**Text block:**
------------------------

I was bought up to believe that you work for a living, you earn your money and you don't just take from your parents.

I was happy to give him pocket money whilst I thought he was trying to find a job but now he's admitted he doesn't want one/or looking I'm reluctant to give in

What would you do?


----------



## moomin_troll

i never got pocket money so he should count himself lucky that he got any.

from 16 with my first job i had to pay rent and so did my oh when he had a job at 12.

is ur son planning on going to college or does he just want to do nothing? 

its hard to find a job right now but hes old enough to work so if he wants money he should earn it in some way so dont feel bad about ur choice


----------



## cheekybint

Thanks for responding moomin :)

He's going into 6th form next term and plans to go onto college and university.

I don't expect him to give us any rent etc but I do think he should at least be trying to find a part time job.


----------



## bobsiesgal

i got my first job when i was 16 and stopped getting money from my parents, 

i think its a good thing as it teaches you how to budget and shows you how hard to you have to work for such a little reward which can be a good motivator for school, or at least it was for me.

you are right to think he should earn his money, but then it is hard to find work right now, could you maybe give him more jobs around the house so he is earning any money that you give him?


----------



## cheekybint

We used to do that bobsiesgal, but he got to the point where he expected to be paid for the slightest thing he did around the house. He was getting £10 a week just for walking the dog daily.

I'd continue paying him his pocket money but he's admitted he doesn't want to find a job, which I think is a terrible attitude for him to have. I don't seem to be able to get him to understand that we won't be supporting him forever and eventually he'll have to do it himself.

I'm at a complete loss with him to be honest.


----------



## moomin_troll

i wont be giving zane pocket money unless he earns it as nothing in life is free and thats an important thing to learn. my littler sister is 15 and has been spoilt she has no common sence, doesnt even no how to plate up a meal and thinks she can suddenly move out at 16 and instantly find a job and a flat....she drives me crazy.

if hes going to college then he can apply for ema which is at most £30 a week. if he cant get this then he will have to work to have money. theres always cleaning jobs around which was my first job that i did at weekends.

sounds to me like hes being a bratt and testing u. just for that attitude alone i wouldnt give him a penny


----------



## futuremommy91

I've had jobs from the time I was 16- doing everything from food service to teaching kids how to play soccer to cleaning men's toilets. It's so so important to get that experience, especially now as it's hard to start on the job market when you're older with no job experience.
That's happening to my roommate now- she's never worked a day in her life and doesn't understand that getting jobs can be very difficult and you need whatever edge up you can get. He may be able to do without pocket money for a bit- but have you considered making hum pay for something like his cell phone bill and such? That could give him the push he needs.

------------------------

**Information given:**
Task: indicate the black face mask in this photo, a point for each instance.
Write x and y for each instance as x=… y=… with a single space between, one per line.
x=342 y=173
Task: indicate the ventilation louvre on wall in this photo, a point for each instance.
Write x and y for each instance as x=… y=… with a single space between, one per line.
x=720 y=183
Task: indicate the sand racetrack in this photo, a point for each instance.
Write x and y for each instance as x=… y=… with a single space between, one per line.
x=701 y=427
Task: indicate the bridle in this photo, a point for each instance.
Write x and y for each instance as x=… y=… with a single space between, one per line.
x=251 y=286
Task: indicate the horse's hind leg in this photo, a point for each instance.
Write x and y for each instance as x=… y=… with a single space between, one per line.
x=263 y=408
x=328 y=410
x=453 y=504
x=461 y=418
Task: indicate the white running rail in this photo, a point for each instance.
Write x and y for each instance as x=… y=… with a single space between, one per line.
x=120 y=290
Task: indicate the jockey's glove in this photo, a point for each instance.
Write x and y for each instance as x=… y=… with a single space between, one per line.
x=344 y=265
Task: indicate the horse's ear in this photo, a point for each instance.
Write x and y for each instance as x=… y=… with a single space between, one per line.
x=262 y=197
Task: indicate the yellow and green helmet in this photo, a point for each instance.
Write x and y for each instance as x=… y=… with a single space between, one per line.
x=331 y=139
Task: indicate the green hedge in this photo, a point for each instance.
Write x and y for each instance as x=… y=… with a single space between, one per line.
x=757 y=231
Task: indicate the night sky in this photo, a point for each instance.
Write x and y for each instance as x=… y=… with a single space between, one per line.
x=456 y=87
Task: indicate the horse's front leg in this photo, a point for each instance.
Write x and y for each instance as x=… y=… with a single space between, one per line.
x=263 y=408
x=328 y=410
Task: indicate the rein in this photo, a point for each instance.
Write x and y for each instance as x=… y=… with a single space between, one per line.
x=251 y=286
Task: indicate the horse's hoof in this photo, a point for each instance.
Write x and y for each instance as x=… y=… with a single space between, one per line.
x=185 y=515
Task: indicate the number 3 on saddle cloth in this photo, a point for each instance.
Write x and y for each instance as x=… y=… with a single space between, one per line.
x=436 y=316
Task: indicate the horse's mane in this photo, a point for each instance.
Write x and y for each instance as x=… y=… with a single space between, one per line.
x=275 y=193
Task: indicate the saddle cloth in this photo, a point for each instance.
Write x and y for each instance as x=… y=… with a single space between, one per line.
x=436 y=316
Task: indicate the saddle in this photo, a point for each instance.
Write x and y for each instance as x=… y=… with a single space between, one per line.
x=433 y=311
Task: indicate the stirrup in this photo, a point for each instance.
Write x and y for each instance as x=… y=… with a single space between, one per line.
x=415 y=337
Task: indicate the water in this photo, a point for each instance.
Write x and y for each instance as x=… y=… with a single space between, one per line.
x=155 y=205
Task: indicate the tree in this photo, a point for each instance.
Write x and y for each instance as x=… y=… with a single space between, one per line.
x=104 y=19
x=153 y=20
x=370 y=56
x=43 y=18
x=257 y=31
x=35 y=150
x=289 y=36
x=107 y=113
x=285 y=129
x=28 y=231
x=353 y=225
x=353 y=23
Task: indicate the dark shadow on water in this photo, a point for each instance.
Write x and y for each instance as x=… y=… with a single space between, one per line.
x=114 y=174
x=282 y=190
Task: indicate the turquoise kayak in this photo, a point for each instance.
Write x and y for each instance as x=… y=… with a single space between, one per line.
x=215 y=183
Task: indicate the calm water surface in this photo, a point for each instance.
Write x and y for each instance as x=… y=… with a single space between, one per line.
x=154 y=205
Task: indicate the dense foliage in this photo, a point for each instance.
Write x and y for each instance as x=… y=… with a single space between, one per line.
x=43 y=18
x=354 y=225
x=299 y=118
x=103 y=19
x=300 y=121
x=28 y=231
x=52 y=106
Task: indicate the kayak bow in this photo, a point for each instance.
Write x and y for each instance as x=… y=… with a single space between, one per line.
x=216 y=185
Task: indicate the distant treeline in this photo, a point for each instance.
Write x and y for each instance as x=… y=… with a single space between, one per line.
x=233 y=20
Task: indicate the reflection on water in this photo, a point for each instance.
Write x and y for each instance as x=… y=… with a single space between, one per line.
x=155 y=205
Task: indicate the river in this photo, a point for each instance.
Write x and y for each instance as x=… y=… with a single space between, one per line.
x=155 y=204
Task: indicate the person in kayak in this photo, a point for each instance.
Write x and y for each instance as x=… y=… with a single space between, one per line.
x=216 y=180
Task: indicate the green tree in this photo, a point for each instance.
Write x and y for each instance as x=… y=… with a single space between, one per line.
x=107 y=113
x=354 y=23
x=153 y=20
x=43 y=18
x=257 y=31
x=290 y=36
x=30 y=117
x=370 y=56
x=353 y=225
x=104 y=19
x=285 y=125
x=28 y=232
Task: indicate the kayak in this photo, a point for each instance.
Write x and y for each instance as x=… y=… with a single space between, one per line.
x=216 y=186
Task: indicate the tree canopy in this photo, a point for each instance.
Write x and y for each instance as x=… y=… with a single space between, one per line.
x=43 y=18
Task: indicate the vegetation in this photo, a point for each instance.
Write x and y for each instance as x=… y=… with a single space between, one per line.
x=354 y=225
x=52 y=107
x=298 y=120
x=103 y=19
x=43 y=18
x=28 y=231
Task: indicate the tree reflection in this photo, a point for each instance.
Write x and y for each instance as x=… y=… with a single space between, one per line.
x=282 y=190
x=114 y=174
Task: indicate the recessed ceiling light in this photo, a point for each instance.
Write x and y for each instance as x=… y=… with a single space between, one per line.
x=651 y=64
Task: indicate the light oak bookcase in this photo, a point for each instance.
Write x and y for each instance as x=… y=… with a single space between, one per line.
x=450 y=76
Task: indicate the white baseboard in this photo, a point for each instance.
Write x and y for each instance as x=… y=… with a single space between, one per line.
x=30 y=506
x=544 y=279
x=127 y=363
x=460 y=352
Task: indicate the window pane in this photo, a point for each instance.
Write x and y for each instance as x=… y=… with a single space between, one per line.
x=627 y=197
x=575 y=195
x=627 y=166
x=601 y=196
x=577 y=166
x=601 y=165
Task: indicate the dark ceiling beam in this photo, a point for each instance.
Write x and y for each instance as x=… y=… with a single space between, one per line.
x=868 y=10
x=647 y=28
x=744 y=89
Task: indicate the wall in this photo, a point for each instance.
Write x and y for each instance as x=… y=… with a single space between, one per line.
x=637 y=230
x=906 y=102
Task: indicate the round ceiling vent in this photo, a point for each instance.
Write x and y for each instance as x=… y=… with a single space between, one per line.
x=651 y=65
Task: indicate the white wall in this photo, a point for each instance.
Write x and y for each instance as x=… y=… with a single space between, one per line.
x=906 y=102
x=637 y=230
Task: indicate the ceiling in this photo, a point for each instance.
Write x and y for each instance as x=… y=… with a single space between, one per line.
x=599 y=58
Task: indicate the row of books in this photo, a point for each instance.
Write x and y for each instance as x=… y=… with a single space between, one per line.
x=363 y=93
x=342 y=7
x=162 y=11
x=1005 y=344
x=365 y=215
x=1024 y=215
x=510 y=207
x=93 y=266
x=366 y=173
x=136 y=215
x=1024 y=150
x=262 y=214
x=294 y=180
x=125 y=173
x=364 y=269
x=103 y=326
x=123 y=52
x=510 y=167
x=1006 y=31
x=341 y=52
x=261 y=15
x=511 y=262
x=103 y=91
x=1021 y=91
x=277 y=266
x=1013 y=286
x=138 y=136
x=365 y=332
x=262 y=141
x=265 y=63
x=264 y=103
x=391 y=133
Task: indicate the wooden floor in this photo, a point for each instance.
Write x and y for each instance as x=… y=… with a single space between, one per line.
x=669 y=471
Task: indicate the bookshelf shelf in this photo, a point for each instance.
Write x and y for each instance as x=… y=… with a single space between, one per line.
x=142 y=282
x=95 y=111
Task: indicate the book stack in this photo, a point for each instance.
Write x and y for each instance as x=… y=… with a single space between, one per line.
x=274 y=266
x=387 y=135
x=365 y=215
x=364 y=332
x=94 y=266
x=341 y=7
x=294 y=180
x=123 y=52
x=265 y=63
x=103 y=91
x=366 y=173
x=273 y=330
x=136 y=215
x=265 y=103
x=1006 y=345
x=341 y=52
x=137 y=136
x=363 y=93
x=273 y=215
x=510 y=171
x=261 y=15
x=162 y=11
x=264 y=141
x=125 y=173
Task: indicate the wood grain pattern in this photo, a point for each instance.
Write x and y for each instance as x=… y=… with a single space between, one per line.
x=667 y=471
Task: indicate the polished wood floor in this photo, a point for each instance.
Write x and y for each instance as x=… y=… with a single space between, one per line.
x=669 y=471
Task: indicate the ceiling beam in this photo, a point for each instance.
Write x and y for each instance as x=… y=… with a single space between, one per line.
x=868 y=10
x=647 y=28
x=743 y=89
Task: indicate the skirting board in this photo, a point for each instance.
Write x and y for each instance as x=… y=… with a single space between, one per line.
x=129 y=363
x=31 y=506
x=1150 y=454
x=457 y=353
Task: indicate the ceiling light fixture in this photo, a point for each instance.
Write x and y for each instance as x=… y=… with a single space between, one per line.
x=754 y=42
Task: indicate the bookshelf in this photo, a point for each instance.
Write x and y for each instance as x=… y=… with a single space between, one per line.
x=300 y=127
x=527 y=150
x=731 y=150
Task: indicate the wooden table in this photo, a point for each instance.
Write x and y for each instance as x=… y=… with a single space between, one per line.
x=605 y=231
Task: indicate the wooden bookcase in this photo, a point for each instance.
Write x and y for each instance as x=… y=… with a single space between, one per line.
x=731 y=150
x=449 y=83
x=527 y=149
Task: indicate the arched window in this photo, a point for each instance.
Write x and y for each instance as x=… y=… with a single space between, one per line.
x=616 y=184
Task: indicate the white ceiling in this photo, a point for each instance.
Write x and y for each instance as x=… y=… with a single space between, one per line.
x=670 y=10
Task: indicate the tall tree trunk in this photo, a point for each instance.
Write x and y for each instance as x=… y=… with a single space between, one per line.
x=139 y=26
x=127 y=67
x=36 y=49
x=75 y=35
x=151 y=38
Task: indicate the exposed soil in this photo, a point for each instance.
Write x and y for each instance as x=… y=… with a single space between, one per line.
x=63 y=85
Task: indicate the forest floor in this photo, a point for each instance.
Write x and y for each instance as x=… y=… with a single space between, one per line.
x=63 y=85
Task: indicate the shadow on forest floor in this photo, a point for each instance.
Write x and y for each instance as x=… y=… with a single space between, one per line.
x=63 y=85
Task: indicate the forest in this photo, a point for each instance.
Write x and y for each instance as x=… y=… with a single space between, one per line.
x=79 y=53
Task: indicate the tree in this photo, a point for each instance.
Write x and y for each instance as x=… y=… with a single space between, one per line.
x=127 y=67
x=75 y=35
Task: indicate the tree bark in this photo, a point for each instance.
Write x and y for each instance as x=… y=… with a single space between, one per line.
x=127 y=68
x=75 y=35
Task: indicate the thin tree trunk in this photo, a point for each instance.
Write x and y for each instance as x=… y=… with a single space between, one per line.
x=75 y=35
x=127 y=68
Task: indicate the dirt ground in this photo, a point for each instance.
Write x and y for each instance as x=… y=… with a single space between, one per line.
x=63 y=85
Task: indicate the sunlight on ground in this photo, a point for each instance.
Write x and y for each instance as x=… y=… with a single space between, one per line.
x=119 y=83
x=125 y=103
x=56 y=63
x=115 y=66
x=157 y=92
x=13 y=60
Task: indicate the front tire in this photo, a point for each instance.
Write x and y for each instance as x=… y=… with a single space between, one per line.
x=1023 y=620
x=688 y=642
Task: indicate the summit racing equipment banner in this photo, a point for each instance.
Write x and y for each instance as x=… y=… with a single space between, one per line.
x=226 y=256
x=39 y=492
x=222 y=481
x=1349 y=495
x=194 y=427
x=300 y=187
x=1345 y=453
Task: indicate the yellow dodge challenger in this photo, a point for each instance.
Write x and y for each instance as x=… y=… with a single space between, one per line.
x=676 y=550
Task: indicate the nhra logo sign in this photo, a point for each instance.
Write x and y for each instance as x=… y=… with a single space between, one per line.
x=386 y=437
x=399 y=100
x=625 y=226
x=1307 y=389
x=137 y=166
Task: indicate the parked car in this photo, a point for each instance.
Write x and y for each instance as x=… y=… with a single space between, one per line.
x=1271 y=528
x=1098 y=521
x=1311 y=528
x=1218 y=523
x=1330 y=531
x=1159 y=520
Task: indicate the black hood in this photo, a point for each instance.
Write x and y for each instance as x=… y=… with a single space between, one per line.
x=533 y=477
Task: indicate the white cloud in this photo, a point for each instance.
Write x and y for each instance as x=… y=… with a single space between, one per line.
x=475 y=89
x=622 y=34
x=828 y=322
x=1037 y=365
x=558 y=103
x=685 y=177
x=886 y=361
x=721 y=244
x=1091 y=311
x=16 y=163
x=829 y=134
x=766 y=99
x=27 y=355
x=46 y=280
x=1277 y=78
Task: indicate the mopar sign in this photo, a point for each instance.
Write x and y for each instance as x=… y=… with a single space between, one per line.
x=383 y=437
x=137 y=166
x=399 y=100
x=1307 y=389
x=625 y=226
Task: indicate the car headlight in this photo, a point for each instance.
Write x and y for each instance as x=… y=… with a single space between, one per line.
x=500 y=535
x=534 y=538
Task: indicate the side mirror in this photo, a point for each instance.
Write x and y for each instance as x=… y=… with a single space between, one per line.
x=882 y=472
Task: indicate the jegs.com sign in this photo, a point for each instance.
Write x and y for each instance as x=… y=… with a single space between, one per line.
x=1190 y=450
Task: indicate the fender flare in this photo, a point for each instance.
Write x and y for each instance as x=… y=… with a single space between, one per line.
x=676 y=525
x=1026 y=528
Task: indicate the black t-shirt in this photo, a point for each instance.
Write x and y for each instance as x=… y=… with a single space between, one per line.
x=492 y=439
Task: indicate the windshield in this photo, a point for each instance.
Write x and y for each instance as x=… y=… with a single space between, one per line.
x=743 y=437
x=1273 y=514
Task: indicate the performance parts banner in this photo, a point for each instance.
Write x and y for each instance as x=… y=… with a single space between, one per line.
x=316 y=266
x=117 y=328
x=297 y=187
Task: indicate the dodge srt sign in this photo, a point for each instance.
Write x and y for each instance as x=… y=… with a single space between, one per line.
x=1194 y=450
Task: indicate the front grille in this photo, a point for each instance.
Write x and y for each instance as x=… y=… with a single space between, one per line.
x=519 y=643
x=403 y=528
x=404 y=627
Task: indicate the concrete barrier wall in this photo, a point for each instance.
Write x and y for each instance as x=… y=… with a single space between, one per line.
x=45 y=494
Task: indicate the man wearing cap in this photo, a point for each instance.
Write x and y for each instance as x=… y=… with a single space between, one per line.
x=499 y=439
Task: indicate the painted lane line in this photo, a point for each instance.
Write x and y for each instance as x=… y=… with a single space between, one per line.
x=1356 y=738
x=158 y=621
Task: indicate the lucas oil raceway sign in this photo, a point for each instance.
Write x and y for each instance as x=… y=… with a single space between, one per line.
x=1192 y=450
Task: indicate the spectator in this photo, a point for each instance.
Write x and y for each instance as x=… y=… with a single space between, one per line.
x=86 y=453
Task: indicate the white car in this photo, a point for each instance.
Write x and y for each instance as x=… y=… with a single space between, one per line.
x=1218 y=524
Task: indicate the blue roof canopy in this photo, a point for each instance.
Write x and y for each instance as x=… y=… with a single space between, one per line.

------------------------

**Required work:** Pick up the forum thread about the teenage son and his pocket money, and continue it from where it stops.

**Final result:**
----------



## Sophie1205

Yeah at 16 its a good idea not to have pocket money as he needs to learn he has to work to earn his money. my mum stopped my pocket money when I went to 6th form and started getting EMA then I got a part time job and she starting chargin me rent (which i thought was unfair because I wasnt earning a lot at all)
Will he be getting EMA in 6th form? xx


----------



## Trying4ababy

I know you said you've tried the chores around the home bit already but could you maybe assign a certain amount to certain jobs? If they were not done satisfactory he doesn't get the full amount until he can do it right.
My parents had their own business and my brother and I had to help with the business to make pocket money or find a job.


----------



## cheekybint

Thanks for your responses ladies 

Very good to hear that I'm doing the right thing. I will continue to encourage him to find himself a part time job. 

I'm not sure yet if he will be eligble for EMA, at most he may be eligble for the lowest payment (£10 per week), all depends on which tax year they base our income on.

Thank you all again


----------



## charlotteb24

I started working at 15 and as soon as that started my pocket money ended but it was different, I wanted a job! When I left college at 17 I then had to start paying my mum and dad rent as they no longer got any money for me off the goernment. It did me no harm what so ever! Infact I thibk it helped me to understand the importance of my own money and how to pay bills etc!

On the other hand my 17 year old step son is just like your son and won't get off him bum to find a job! He would rather it handed to him on a plate. He gets £30 EMA which now has made him even less reluctant to look! But his mum is no help cos she just gives into him! So keep strong and your son will soon realise that nothing is free in the adult world :)


----------



## CandJ

Sorry I was lurking but....

I totally agree witht the other girls, I didn't get any pocket money after abut 14 so it forced me to look for a job as soon as I hit 16. It took me about 2 months of going out on a saturday to find something but I did. 

I have a 17 year old brother, who gets everything handed to him as he lives with our father. (I lived with my mother) and he also can't be bothered to find himself a part time job.

I went back to work about 2 months ago after being a stay at home mum for a while, the first job I applied for I got so there is work out there if you look for it!


----------



## xolily

I worked from when I was 14 and never got pocket money - if I still needed money after my measly wages I would sneak home for dinner and keep my dinner money :laugh2: teens need to be taught that money doesn't grow on trees and most 16 year olds that I know work! x


----------



## lozzy21

I dident have to work while in school because that came first but once i started collage i had to look for a job. My mam gave me a few months to settle into collage but then i had to start looking.


----------



## buttonnose82

We never got pocket money, my parents couldn't afford it, we would get little treats here and there when they could spare the cash. I got a paper round the day i turned 13 and earned money that way.

if we wanted branded clothing then we had to earn (paper round money) the extra to go against what my parents would put in, so if we wanted trainers that were £30 but my parents could only afford the ones that were £10 then we had to put the other £20 towards them, we never went without the basics :)

What does he use the pocket money for? 16 is old enough to get some jobs and alot of employers might snap him up because a 16 year old is cheaper on their books.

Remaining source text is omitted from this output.